Document excerpt =>
>> Start

# Question about order of components in drip system.



## garya505 (Jun 24, 2021)

I have a question about the order of components in drip system.

Abbreviations:
PRF = Rainbird PRF-075-RBY Pressure Reducing Filter
AVB = Orbit 51059 Atmospheric Vacuum Breaker
ZoneValve = Rainbird 075DV or 100DV

I have an existing system that I am adding 2 zones to, for drip irrigation only. The existing system has a main shutoff valve followed by filter (RainBird RBY-075-200MX) and a master valve (Rainbird DVF). After the master valve, the line then has a "tee" to the existing front yard drip system and the backyard.
MainShutOffValve->MainFilter->MasterValve->MainTee

The front yard drip system (zone 1) has a zone valve (100DV) followed by an AVB (Orbit 51059 Atmospheric Vacuum Breaker) and then a PRF (Rainbird PRF075RBY Pressure Reducing Filter). This system works fine and will not be changed.

>> End

Information supplied =>
>> Start

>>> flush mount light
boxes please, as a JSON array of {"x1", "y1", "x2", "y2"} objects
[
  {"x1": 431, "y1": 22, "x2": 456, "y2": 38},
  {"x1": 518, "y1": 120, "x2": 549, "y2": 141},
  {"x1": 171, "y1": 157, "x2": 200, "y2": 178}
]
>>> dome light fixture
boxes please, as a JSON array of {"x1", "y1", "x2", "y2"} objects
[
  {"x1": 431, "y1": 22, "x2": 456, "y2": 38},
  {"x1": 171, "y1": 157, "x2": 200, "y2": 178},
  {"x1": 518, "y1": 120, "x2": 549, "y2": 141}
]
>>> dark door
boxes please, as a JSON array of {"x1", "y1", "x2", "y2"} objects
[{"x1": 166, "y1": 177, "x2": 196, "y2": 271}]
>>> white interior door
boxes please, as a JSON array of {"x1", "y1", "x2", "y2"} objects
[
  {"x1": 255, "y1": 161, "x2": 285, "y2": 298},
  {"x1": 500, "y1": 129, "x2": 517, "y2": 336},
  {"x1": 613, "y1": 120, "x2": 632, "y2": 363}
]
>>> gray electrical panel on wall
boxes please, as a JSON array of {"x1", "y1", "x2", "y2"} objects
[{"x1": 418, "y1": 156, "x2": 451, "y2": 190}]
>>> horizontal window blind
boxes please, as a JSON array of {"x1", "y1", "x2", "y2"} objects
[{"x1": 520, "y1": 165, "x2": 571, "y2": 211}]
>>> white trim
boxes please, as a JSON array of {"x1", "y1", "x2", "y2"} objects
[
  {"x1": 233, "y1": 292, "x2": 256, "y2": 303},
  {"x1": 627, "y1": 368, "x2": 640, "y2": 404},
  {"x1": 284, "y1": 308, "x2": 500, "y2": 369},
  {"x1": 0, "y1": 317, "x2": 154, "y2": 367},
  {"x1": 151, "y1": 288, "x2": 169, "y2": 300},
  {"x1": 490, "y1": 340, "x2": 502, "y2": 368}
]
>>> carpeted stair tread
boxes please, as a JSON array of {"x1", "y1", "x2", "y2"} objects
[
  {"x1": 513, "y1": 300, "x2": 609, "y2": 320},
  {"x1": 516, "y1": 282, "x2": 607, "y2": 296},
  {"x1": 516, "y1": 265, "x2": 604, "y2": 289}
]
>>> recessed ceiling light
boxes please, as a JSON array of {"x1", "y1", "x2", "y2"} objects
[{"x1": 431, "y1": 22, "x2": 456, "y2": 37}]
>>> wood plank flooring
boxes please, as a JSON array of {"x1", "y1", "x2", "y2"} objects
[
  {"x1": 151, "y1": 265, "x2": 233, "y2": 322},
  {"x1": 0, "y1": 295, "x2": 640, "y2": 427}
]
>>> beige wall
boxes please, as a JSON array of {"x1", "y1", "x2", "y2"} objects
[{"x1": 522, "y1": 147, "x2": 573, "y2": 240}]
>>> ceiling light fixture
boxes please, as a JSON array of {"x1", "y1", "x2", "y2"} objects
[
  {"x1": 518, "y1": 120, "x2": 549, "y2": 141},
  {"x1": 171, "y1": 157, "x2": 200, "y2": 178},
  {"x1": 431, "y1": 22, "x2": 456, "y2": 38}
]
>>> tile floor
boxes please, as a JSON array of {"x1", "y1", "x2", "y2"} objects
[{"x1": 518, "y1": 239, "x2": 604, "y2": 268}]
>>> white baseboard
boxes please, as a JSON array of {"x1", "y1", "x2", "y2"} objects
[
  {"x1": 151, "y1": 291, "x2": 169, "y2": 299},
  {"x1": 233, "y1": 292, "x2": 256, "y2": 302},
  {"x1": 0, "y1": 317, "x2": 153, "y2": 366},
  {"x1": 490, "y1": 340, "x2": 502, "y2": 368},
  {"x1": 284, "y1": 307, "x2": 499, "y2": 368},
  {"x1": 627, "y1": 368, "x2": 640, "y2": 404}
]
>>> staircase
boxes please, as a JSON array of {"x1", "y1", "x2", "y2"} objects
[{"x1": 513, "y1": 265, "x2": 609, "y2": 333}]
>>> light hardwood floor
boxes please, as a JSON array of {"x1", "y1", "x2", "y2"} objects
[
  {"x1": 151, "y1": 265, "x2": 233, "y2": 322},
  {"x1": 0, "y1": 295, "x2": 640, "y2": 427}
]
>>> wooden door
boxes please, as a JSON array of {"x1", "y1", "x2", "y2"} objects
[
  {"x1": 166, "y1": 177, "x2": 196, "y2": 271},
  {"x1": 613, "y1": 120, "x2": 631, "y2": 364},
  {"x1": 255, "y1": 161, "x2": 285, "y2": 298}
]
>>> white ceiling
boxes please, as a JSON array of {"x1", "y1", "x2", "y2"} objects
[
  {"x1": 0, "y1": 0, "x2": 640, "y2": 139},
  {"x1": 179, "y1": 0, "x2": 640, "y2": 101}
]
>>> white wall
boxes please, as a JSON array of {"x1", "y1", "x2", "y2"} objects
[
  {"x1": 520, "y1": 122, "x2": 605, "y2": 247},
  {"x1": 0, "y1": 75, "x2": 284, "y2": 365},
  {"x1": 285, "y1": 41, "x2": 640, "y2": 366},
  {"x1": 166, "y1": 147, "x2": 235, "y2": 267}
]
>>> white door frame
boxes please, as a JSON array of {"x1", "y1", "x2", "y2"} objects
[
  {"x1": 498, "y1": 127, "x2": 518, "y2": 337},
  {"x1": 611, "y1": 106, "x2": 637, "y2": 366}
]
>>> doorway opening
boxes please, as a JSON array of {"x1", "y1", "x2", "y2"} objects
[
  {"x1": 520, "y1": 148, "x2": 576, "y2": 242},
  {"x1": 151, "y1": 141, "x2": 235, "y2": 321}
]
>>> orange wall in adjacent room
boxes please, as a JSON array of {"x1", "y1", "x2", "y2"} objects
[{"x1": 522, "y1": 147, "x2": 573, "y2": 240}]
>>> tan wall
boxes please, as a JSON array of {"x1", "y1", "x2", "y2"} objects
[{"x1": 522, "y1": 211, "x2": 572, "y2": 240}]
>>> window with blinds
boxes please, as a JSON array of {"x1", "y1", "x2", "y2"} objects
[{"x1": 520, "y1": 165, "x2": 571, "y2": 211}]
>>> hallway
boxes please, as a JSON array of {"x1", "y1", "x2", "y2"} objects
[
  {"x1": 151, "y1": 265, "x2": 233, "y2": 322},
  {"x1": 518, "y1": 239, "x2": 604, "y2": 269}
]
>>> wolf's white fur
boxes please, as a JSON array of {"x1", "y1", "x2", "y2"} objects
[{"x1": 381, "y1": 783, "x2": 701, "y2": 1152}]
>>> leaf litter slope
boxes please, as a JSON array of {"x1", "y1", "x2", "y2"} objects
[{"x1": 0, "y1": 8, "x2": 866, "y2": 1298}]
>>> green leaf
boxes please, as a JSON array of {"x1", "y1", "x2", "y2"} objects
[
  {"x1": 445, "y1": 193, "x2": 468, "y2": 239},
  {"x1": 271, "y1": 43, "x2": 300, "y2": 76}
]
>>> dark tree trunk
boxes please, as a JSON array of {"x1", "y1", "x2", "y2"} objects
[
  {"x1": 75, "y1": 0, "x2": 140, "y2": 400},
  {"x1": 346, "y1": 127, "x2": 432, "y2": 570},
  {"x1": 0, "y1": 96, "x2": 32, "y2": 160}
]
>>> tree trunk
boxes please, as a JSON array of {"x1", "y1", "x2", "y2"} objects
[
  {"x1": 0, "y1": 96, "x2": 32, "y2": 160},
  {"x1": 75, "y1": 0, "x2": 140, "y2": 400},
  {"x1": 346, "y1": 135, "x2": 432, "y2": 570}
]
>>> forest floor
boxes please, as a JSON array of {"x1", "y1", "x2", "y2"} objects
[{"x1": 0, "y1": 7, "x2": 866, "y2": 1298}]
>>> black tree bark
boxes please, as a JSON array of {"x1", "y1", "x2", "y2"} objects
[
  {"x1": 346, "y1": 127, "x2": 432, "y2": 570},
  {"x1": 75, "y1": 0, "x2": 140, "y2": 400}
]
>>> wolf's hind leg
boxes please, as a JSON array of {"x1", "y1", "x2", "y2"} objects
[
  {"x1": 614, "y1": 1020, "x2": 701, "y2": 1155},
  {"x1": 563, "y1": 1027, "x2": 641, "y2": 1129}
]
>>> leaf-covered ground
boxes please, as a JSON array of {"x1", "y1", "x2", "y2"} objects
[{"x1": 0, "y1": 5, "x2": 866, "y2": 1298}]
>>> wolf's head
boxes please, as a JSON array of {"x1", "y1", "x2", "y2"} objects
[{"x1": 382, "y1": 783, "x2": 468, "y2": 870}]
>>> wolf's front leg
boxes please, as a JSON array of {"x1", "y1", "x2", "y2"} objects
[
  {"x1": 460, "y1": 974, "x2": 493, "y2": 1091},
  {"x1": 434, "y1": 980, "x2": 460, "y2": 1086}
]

>> End

Set of tasks =>
1. Reproduce the drip system forum thread in full, word for word.
2. List every line in the records that contains the word "window".

Task answers =>
1.
# Question about order of components in drip system.



## garya505 (Jun 24, 2021)

I have a question about the order of components in drip system.

Abbreviations:
PRF = Rainbird PRF-075-RBY Pressure Reducing Filter
AVB = Orbit 51059 Atmospheric Vacuum Breaker
ZoneValve = Rainbird 075DV or 100DV

I have an existing system that I am adding 2 zones to, for drip irrigation only. The existing system has a main shutoff valve followed by filter (RainBird RBY-075-200MX) and a master valve (Rainbird DVF). After the master valve, the line then has a "tee" to the existing front yard drip system and the backyard.
MainShutOffValve->MainFilter->MasterValve->MainTee

The front yard drip system (zone 1) has a zone valve (100DV) followed by an AVB (Orbit 51059 Atmospheric Vacuum Breaker) and then a PRF (Rainbird PRF075RBY Pressure Reducing Filter). This system works fine and will not be changed.

2.
>>> horizontal window blind
>>> window with blinds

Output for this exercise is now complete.